» **Exercise requirements**
Pull out each line below that contains the string "negative", matching case exactly, and copy those lines in their original order.

» **Recorded data**

****************

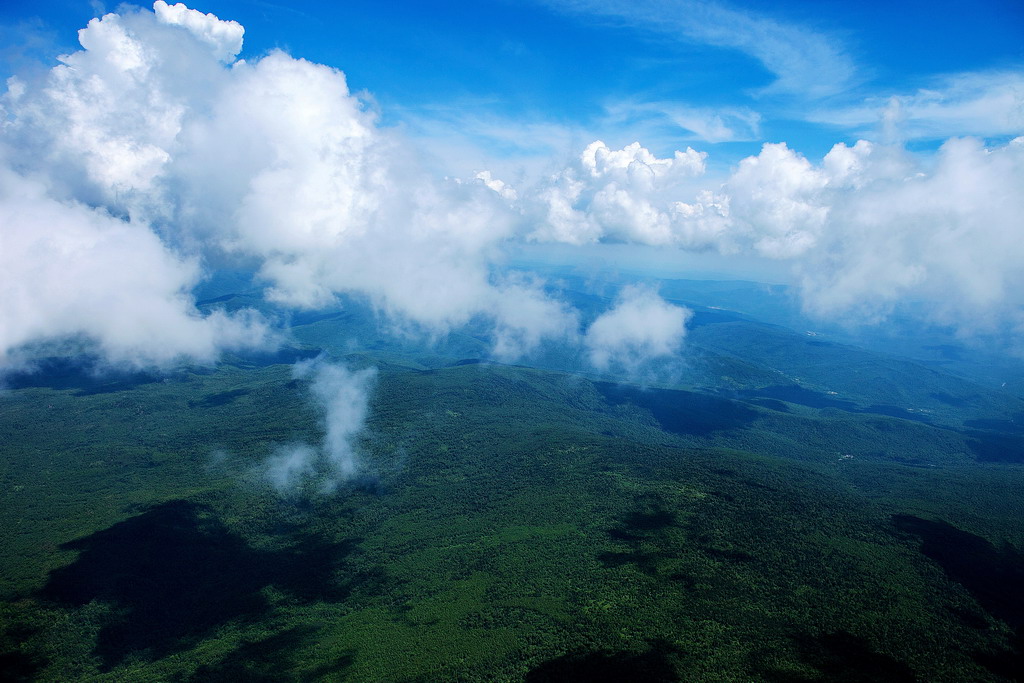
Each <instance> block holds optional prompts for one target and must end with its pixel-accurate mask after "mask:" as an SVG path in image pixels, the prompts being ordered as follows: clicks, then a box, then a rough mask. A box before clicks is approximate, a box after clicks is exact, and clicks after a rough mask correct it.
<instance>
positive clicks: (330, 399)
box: [264, 359, 377, 494]
mask: <svg viewBox="0 0 1024 683" xmlns="http://www.w3.org/2000/svg"><path fill="white" fill-rule="evenodd" d="M293 376H295V377H297V378H301V379H309V380H311V381H310V384H309V391H310V393H311V394H312V400H313V404H314V405H315V407H316V410H317V411H318V412H319V415H321V423H322V426H323V428H324V438H323V440H322V442H321V443H319V445H318V446H312V445H309V444H307V443H293V444H290V445H285V446H280V447H279V449H278V450H276V452H275V453H274V454H273V455H272V456H271V457H270V458H269V459H267V461H266V463H265V464H264V474H265V476H266V478H267V480H268V481H269V482H270V483H271V485H273V487H274V488H275V489H276V490H278V492H279V493H282V494H292V493H295V492H297V490H299V489H300V488H301V486H302V485H303V484H305V483H306V482H308V481H310V480H313V479H315V480H316V481H317V484H318V485H319V487H321V489H322V490H323V492H325V493H330V492H333V490H334V489H335V488H337V486H338V485H339V484H342V483H344V482H345V481H349V480H351V479H352V478H354V477H355V476H357V475H358V474H359V473H360V472H361V471H362V469H364V463H362V461H361V460H360V454H359V447H358V443H357V437H358V435H359V433H360V432H361V431H362V430H364V428H365V427H366V421H367V415H368V412H369V402H370V394H371V390H372V387H373V383H374V380H375V378H376V377H377V371H376V369H374V368H368V369H365V370H356V371H353V370H349V369H348V368H346V367H344V366H342V365H338V364H332V362H328V361H326V360H324V359H315V360H311V361H300V362H298V364H296V365H295V367H294V369H293Z"/></svg>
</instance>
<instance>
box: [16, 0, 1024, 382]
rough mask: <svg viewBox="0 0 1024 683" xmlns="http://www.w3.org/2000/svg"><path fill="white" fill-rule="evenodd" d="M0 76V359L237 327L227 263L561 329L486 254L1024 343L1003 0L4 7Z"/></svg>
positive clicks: (453, 323)
mask: <svg viewBox="0 0 1024 683" xmlns="http://www.w3.org/2000/svg"><path fill="white" fill-rule="evenodd" d="M105 12H112V13H105ZM97 15H102V18H101V19H98V18H97V19H95V20H91V22H90V18H91V17H93V16H97ZM243 27H244V42H243V40H242V39H243ZM60 54H63V55H65V56H63V57H62V63H60V65H59V66H58V62H57V60H56V57H57V55H60ZM0 72H5V74H4V75H5V76H11V75H13V77H12V78H10V79H9V80H6V88H5V89H4V91H3V92H2V93H0V272H4V273H5V275H7V276H6V278H5V279H3V280H0V366H2V365H3V362H4V354H5V353H17V352H20V351H19V350H18V349H24V348H26V347H27V345H29V346H31V345H32V344H35V343H38V342H40V341H41V340H59V339H67V338H68V337H69V336H72V337H84V338H88V339H93V340H96V343H98V344H99V345H100V346H101V347H102V348H103V349H104V352H105V353H106V354H108V355H109V356H110V357H112V358H122V359H126V358H127V359H130V360H131V361H132V362H137V364H140V365H145V364H153V362H158V364H159V362H162V361H166V360H167V359H168V358H174V357H178V356H179V355H181V354H184V355H189V356H193V357H200V358H207V359H208V358H212V357H216V354H217V353H218V352H219V350H222V349H224V348H237V347H240V346H245V345H247V344H249V345H252V344H260V343H263V342H265V341H266V340H267V339H268V338H269V337H272V336H273V335H272V334H271V333H272V330H270V328H271V327H272V325H270V323H268V322H267V321H262V319H260V318H259V317H258V316H254V315H251V314H249V313H245V312H243V313H241V314H239V315H233V314H232V315H228V314H226V313H223V312H219V313H211V314H208V315H206V314H200V313H199V312H198V311H197V310H196V308H195V306H194V303H193V302H194V299H193V293H194V291H195V288H196V286H197V284H198V283H201V282H203V280H204V279H208V278H210V276H211V275H213V274H214V272H215V271H216V270H217V269H218V268H219V267H222V266H223V265H224V264H227V265H228V266H230V267H240V268H250V269H251V270H253V271H254V272H255V273H256V278H257V281H258V282H259V283H260V285H261V286H262V287H263V288H264V289H263V291H264V293H265V295H266V296H267V297H268V298H269V299H272V300H274V301H276V302H280V303H282V304H285V305H288V306H292V307H295V308H317V307H323V306H326V305H332V304H333V303H335V302H336V300H335V297H336V296H338V295H341V294H347V295H358V296H362V297H366V298H368V299H370V300H371V301H373V302H374V304H375V305H376V306H377V307H378V308H379V309H381V310H384V311H386V312H387V313H389V314H390V315H391V316H392V317H394V318H395V319H397V321H399V323H401V324H402V325H406V324H408V325H411V326H413V327H414V328H416V329H423V330H426V331H427V332H428V333H430V334H432V335H439V334H443V333H444V332H445V331H449V330H452V329H454V328H457V327H459V326H460V325H463V324H465V323H466V322H467V321H469V319H472V318H474V316H482V317H484V318H487V319H492V321H493V323H494V326H495V331H496V337H497V338H498V339H500V340H501V341H500V342H499V343H498V344H497V346H496V353H497V354H498V355H502V354H507V353H508V352H509V350H510V349H521V348H530V347H532V346H536V345H537V344H538V343H539V342H540V341H541V340H543V339H562V340H570V341H571V340H573V339H574V340H577V341H579V339H580V337H579V333H580V330H579V319H578V316H577V314H575V312H574V311H572V310H571V309H570V308H569V307H567V306H566V304H565V302H563V301H560V300H559V299H558V298H557V297H554V298H553V297H552V296H551V295H550V293H551V289H550V288H546V287H545V286H544V285H545V283H544V282H543V278H541V276H536V278H534V276H529V275H528V274H527V275H523V274H522V273H513V274H510V273H509V271H508V269H507V268H506V267H505V266H507V265H508V263H509V262H510V261H511V260H513V259H515V258H516V257H517V255H519V256H522V255H525V257H526V258H528V259H534V260H539V261H544V262H549V263H550V262H562V263H568V264H578V265H579V264H584V265H586V266H587V267H590V266H591V265H593V264H598V265H599V266H600V267H602V268H609V269H612V270H613V269H615V268H620V269H622V270H627V269H629V270H634V271H644V270H645V269H646V270H647V271H649V272H651V273H656V274H658V275H662V276H675V278H687V276H698V275H706V274H709V273H713V274H716V275H717V276H727V278H738V279H757V280H761V281H762V282H765V281H769V282H781V283H787V284H791V285H793V288H794V292H796V294H797V296H799V297H800V299H801V301H802V304H803V306H804V309H805V311H806V312H807V313H808V314H811V315H815V316H818V317H822V318H827V319H830V321H839V322H842V323H844V324H868V325H874V324H878V323H881V322H884V321H885V319H887V318H888V317H889V316H891V315H893V314H898V313H899V312H900V310H903V309H907V307H908V306H909V307H910V308H911V309H912V310H914V311H923V312H922V314H923V315H924V316H925V317H927V322H929V323H934V324H938V325H942V326H946V327H948V328H949V329H952V330H955V331H956V333H957V334H961V335H963V336H965V337H972V336H978V335H988V336H989V337H988V338H991V335H993V334H995V335H1001V336H1002V338H1005V339H1007V340H1009V345H1010V346H1013V347H1015V348H1016V349H1017V350H1018V352H1019V353H1021V354H1024V341H1022V340H1024V267H1022V264H1024V218H1022V217H1024V193H1022V191H1021V188H1022V187H1024V6H1022V5H1021V3H1020V2H1019V0H990V1H983V2H972V3H954V2H918V1H913V2H900V3H887V4H874V3H859V4H856V3H850V2H839V1H834V0H822V1H819V2H815V3H792V4H782V3H767V2H758V3H726V2H713V1H710V0H656V1H655V0H630V1H626V0H535V1H531V2H526V1H523V0H519V1H516V2H511V1H508V2H506V1H497V0H496V1H492V2H481V1H476V2H462V1H452V2H431V1H428V0H419V1H416V2H413V1H409V2H389V3H381V2H370V1H366V2H364V1H352V2H324V3H313V2H292V3H270V2H259V1H251V2H240V1H237V0H209V1H208V2H200V1H199V0H195V2H194V3H193V5H190V6H189V7H186V6H185V5H179V4H175V5H169V4H168V3H166V2H164V1H163V0H158V1H157V2H156V3H154V4H152V5H151V4H148V3H147V4H146V5H145V6H138V5H118V6H113V5H109V6H103V5H102V4H101V3H100V2H97V1H95V0H94V1H93V2H72V1H70V0H52V1H51V2H33V3H10V2H8V3H4V4H2V5H0ZM342 74H343V75H342ZM622 305H623V306H627V308H629V309H630V310H633V309H634V308H636V307H638V306H640V307H647V308H649V309H650V310H651V311H653V312H654V313H657V312H658V311H660V312H665V310H666V309H665V307H664V305H663V303H660V302H659V300H658V299H656V296H655V295H653V294H649V293H647V294H635V296H633V298H632V299H630V300H629V301H624V302H622ZM641 305H642V306H641ZM631 307H632V308H631ZM670 318H671V319H670ZM636 319H641V321H642V319H645V318H644V316H642V315H640V316H638V317H637V318H636ZM666 319H667V321H668V323H671V325H668V324H667V326H666V327H665V331H666V334H675V333H674V332H673V330H676V327H677V326H676V323H678V322H679V318H678V314H677V313H673V314H672V315H671V316H669V318H666ZM640 332H643V331H642V330H640Z"/></svg>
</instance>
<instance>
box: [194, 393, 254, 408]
mask: <svg viewBox="0 0 1024 683" xmlns="http://www.w3.org/2000/svg"><path fill="white" fill-rule="evenodd" d="M249 393H251V389H231V390H230V391H220V392H218V393H211V394H209V395H206V396H203V397H202V398H200V399H199V400H189V401H188V407H189V408H217V407H219V405H226V404H228V403H232V402H234V400H236V399H237V398H241V397H242V396H245V395H248V394H249Z"/></svg>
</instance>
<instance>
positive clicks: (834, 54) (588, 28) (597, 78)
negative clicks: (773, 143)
mask: <svg viewBox="0 0 1024 683" xmlns="http://www.w3.org/2000/svg"><path fill="white" fill-rule="evenodd" d="M194 4H196V5H197V7H196V8H198V9H201V10H202V11H207V12H213V13H215V14H217V15H218V16H219V17H220V18H225V19H227V18H230V19H234V20H237V22H239V23H240V24H242V25H243V26H244V27H245V28H246V35H245V47H244V50H243V53H242V56H243V57H249V58H252V57H254V56H258V55H261V54H264V53H266V52H267V51H268V50H270V49H273V48H281V49H284V50H286V51H288V52H290V53H291V54H293V55H294V56H299V57H305V58H307V59H309V60H311V61H316V62H321V63H326V65H330V66H332V67H336V68H338V69H341V70H342V71H344V72H345V74H346V75H347V77H348V80H349V84H350V86H351V87H352V88H353V89H355V90H366V91H368V92H370V93H371V94H372V95H373V96H374V97H375V98H376V100H377V102H378V103H379V104H380V106H381V112H382V114H383V117H384V121H385V122H388V123H397V122H404V123H407V124H409V125H411V126H412V129H413V130H415V131H419V132H421V133H422V134H424V135H428V136H430V135H440V134H442V133H443V134H444V135H449V134H462V135H465V136H467V137H468V138H469V139H470V141H471V142H473V143H475V144H478V145H481V146H483V147H484V150H485V152H486V154H488V155H494V156H517V155H518V156H524V157H529V156H534V155H538V154H542V155H551V154H552V153H555V154H558V153H563V152H564V150H563V148H560V146H559V145H560V144H564V145H566V147H565V148H571V147H572V146H573V145H579V144H580V142H581V141H583V142H585V141H586V140H585V139H584V138H587V137H594V136H600V137H602V139H604V138H608V139H607V141H608V142H609V143H614V144H625V143H627V142H630V141H632V139H633V138H636V139H640V140H641V141H642V142H643V143H644V144H645V145H646V146H649V147H650V148H651V150H652V151H655V152H656V153H659V154H666V153H671V152H672V151H673V150H675V148H678V147H680V146H683V147H685V145H686V144H693V145H700V148H703V150H710V151H713V152H714V155H713V163H722V164H729V163H733V162H735V161H736V160H737V159H739V158H741V157H742V156H745V155H749V154H754V153H756V152H757V148H758V147H759V145H760V144H761V143H762V142H765V141H772V142H778V141H785V142H787V143H788V144H790V146H792V147H794V148H797V150H800V151H801V152H802V153H804V154H806V155H809V156H822V155H823V154H824V153H825V152H827V150H828V148H829V147H830V146H831V145H833V144H834V143H836V142H839V141H846V142H849V143H852V142H853V141H855V140H856V139H857V138H858V137H861V136H864V137H879V136H881V135H882V132H881V131H880V128H879V124H878V121H879V120H880V119H881V112H882V110H883V109H884V108H885V104H886V101H887V99H888V98H889V97H891V96H893V95H896V96H901V97H904V98H907V99H908V100H913V99H914V97H915V96H916V95H919V94H920V92H921V91H922V90H928V91H931V92H933V93H935V96H936V97H937V98H938V100H939V101H938V103H937V104H936V105H933V106H931V110H932V111H931V112H927V113H926V112H923V113H921V115H920V116H921V117H922V118H921V120H920V121H919V122H918V123H919V125H916V126H911V127H910V128H915V130H908V131H907V133H908V134H907V138H908V139H907V140H906V141H907V143H908V144H909V145H910V146H911V147H918V148H930V147H934V146H937V145H938V143H939V142H941V141H942V140H943V139H945V138H946V137H949V136H951V135H957V134H975V135H981V136H984V137H987V138H992V139H998V138H1000V137H1002V138H1005V137H1007V136H1008V135H1012V134H1013V133H1012V131H1008V130H1007V127H1006V126H1005V125H1002V126H1000V125H998V124H997V123H994V122H992V121H984V120H979V117H978V116H973V117H972V118H971V121H969V122H967V121H964V120H963V117H961V118H957V117H955V116H953V120H952V121H943V120H942V116H943V112H942V109H943V108H945V110H946V111H947V112H946V114H948V110H950V109H951V108H955V106H957V105H958V104H961V103H964V102H965V101H970V100H971V99H972V98H977V97H980V96H982V91H984V90H985V88H986V87H990V86H986V84H984V83H981V82H980V81H982V80H983V79H984V78H985V77H986V76H987V75H995V79H996V80H998V78H999V75H1000V74H1002V73H1007V72H1016V74H1018V77H1019V75H1020V73H1021V65H1022V63H1024V4H1021V3H1020V2H1016V1H1014V0H984V1H982V2H970V3H969V2H949V1H939V2H925V1H921V0H919V1H911V2H900V3H879V2H866V3H851V2H840V1H837V0H825V1H822V2H814V3H806V2H800V3H767V2H753V3H751V2H748V3H728V4H727V3H717V4H716V3H705V2H692V1H686V0H683V1H675V2H671V1H670V2H649V3H645V2H616V1H610V0H550V1H538V2H518V1H517V2H505V1H500V0H499V1H489V2H479V1H474V2H468V1H447V2H432V1H429V0H416V1H396V2H388V3H380V2H368V1H347V2H292V3H272V2H239V1H237V0H210V1H208V2H203V3H194ZM116 8H117V6H116V5H114V4H106V5H103V4H102V3H99V2H91V3H90V2H71V1H69V0H54V1H51V2H33V3H5V4H4V6H3V7H2V8H0V22H2V23H3V25H4V29H3V32H4V33H3V36H4V37H5V41H4V42H6V43H7V44H8V46H7V48H6V49H5V50H4V55H5V56H6V60H7V62H8V65H7V71H8V72H10V71H12V70H13V69H25V67H26V59H27V57H30V56H31V57H35V58H37V59H41V60H48V59H52V57H53V56H54V55H55V54H56V53H58V52H60V51H72V50H74V49H75V48H76V47H77V45H76V44H75V42H74V41H75V35H76V34H75V32H76V31H77V30H78V29H79V28H81V27H83V26H84V25H85V24H86V23H87V20H88V19H89V18H90V17H91V16H93V15H95V14H96V13H97V10H100V11H101V10H106V11H113V10H115V9H116ZM19 46H25V47H26V48H27V49H19ZM11 61H15V62H17V63H13V65H11ZM957 78H958V79H959V81H958V82H957V81H956V79H957ZM1022 106H1024V105H1022ZM950 116H951V115H950ZM1021 116H1024V115H1020V114H1018V122H1019V119H1020V117H1021ZM995 117H997V113H993V114H992V118H995ZM981 119H984V117H981ZM502 126H504V127H506V128H507V129H508V130H509V131H510V132H509V134H508V135H504V134H500V135H496V134H495V128H496V127H498V128H500V127H502ZM509 138H511V139H509Z"/></svg>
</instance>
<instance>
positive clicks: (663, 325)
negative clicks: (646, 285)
mask: <svg viewBox="0 0 1024 683" xmlns="http://www.w3.org/2000/svg"><path fill="white" fill-rule="evenodd" d="M691 314H692V311H690V310H689V309H687V308H683V307H682V306H676V305H674V304H671V303H669V302H667V301H665V300H664V299H663V298H662V297H659V296H658V295H657V293H656V292H654V291H653V290H650V289H647V288H644V287H640V286H629V287H626V288H624V289H623V291H622V292H620V294H618V296H617V297H616V299H615V301H614V303H613V304H612V306H611V308H609V309H608V310H606V311H605V312H603V313H601V314H600V315H599V316H598V317H597V318H596V319H595V321H594V322H593V323H591V325H590V327H589V328H588V329H587V334H586V335H585V336H584V340H583V342H584V346H585V347H586V349H587V356H588V359H589V360H590V364H591V365H592V366H594V368H596V369H597V370H600V371H602V372H603V371H615V372H620V373H622V372H625V373H626V374H628V375H630V376H635V375H637V374H638V373H639V372H640V371H641V370H642V368H643V367H644V365H645V364H647V362H648V361H650V360H654V359H657V358H665V357H671V356H673V355H675V354H677V353H678V352H679V350H680V348H681V347H682V344H683V339H684V337H685V334H686V321H687V319H688V318H689V317H690V315H691Z"/></svg>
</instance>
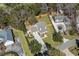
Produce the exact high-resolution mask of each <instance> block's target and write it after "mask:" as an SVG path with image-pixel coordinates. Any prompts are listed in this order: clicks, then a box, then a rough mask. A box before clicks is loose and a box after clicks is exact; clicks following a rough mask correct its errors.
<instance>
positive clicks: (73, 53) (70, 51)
mask: <svg viewBox="0 0 79 59" xmlns="http://www.w3.org/2000/svg"><path fill="white" fill-rule="evenodd" d="M69 50H70V52H71V53H73V54H74V55H75V56H79V47H77V46H72V47H70V48H69Z"/></svg>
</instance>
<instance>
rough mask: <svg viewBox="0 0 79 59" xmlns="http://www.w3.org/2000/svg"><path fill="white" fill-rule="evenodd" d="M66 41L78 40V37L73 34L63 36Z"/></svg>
mask: <svg viewBox="0 0 79 59" xmlns="http://www.w3.org/2000/svg"><path fill="white" fill-rule="evenodd" d="M63 36H64V37H65V38H66V39H69V40H73V39H76V38H78V37H79V36H78V35H77V34H74V35H63Z"/></svg>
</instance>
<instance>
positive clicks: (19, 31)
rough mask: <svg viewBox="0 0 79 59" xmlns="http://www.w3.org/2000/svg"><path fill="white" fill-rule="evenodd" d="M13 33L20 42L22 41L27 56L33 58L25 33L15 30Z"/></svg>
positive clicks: (24, 49)
mask: <svg viewBox="0 0 79 59" xmlns="http://www.w3.org/2000/svg"><path fill="white" fill-rule="evenodd" d="M13 32H14V35H15V36H16V37H19V38H20V41H21V44H22V47H23V50H24V52H25V54H26V55H27V56H31V55H32V54H31V51H30V49H29V46H28V43H27V40H26V38H25V36H24V33H23V31H20V30H16V29H13Z"/></svg>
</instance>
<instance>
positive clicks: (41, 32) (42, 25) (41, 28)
mask: <svg viewBox="0 0 79 59" xmlns="http://www.w3.org/2000/svg"><path fill="white" fill-rule="evenodd" d="M28 32H29V33H30V34H31V33H34V32H37V33H38V34H39V35H40V36H41V37H42V38H45V37H47V32H48V31H47V27H46V26H45V24H44V22H38V23H36V24H35V25H33V26H32V27H31V28H30V29H29V31H28Z"/></svg>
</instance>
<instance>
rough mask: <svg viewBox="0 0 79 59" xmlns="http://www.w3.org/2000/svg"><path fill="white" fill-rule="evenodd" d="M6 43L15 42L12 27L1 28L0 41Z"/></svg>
mask: <svg viewBox="0 0 79 59" xmlns="http://www.w3.org/2000/svg"><path fill="white" fill-rule="evenodd" d="M2 42H3V43H4V46H9V45H12V44H14V40H13V36H12V32H11V30H10V29H0V43H2Z"/></svg>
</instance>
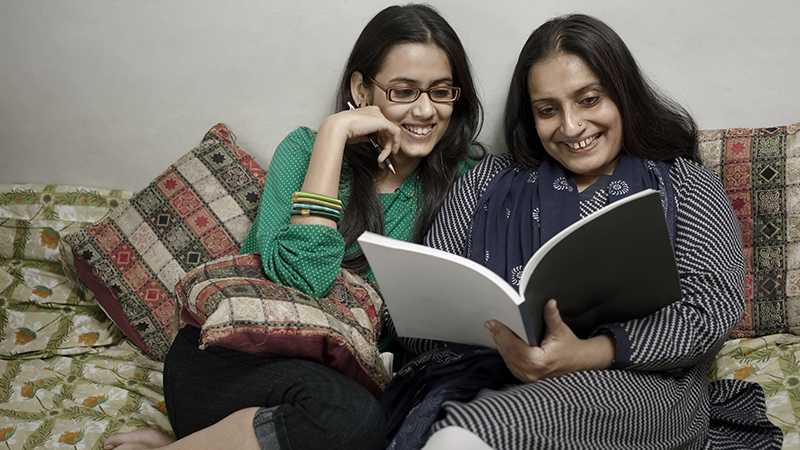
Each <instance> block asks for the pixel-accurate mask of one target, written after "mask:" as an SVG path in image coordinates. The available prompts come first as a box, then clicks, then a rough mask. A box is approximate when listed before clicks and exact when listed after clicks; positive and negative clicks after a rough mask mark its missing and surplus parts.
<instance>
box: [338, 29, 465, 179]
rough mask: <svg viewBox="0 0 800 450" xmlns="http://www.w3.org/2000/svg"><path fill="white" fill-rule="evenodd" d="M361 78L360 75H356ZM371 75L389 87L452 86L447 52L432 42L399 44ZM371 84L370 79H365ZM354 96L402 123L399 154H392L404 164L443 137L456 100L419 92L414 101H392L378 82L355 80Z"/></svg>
mask: <svg viewBox="0 0 800 450" xmlns="http://www.w3.org/2000/svg"><path fill="white" fill-rule="evenodd" d="M357 76H358V77H361V74H360V73H359V74H357ZM372 78H374V79H375V81H377V82H378V83H380V84H381V85H382V86H385V87H387V88H400V87H404V86H407V87H418V88H422V89H428V88H430V87H433V86H452V85H453V72H452V69H451V68H450V59H449V58H448V57H447V54H446V53H445V52H444V51H443V50H442V49H441V48H439V47H437V46H436V45H432V44H400V45H397V46H395V47H394V48H392V50H390V51H389V54H388V55H387V57H386V61H385V62H384V64H383V67H382V68H381V70H380V71H379V72H378V73H377V74H375V76H373V77H372ZM366 81H367V83H369V81H368V80H366ZM355 90H356V91H360V92H353V97H354V98H360V97H361V98H364V99H365V100H366V103H367V104H370V105H376V106H378V107H379V108H380V109H381V112H382V113H383V115H384V116H385V117H386V118H387V119H388V120H390V121H392V122H393V123H394V124H396V125H397V126H399V127H400V128H401V129H402V131H403V134H402V136H401V139H400V154H398V155H396V156H393V157H392V160H393V161H395V163H401V164H402V163H403V162H404V160H405V161H410V160H414V159H421V158H423V157H425V156H428V155H429V154H430V153H431V151H432V150H433V147H434V146H435V145H436V144H437V143H438V142H439V141H440V140H441V139H442V136H444V133H445V131H447V126H448V125H449V124H450V116H451V115H452V114H453V107H454V105H455V104H454V103H434V102H432V101H431V99H430V97H429V96H428V94H420V96H419V98H417V99H416V100H415V101H414V102H412V103H396V102H390V101H389V100H388V99H387V98H386V93H385V92H383V91H382V90H381V89H380V88H379V87H378V86H376V85H375V83H369V84H368V85H367V86H365V85H364V83H356V86H355Z"/></svg>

****************

» **Answer to this exercise**
negative clicks: (773, 143)
negative clicks: (646, 285)
Each <instance> block asks for the pixel-accurate mask of one target, written after "mask:" as an SVG path in image coordinates. The available prompts come first as a box, then clicks, then a rough mask. A box is approximate when listed before clicks and exact when listed after clicks; positive and negative clicks after a rough mask mark its missing and surplus parts.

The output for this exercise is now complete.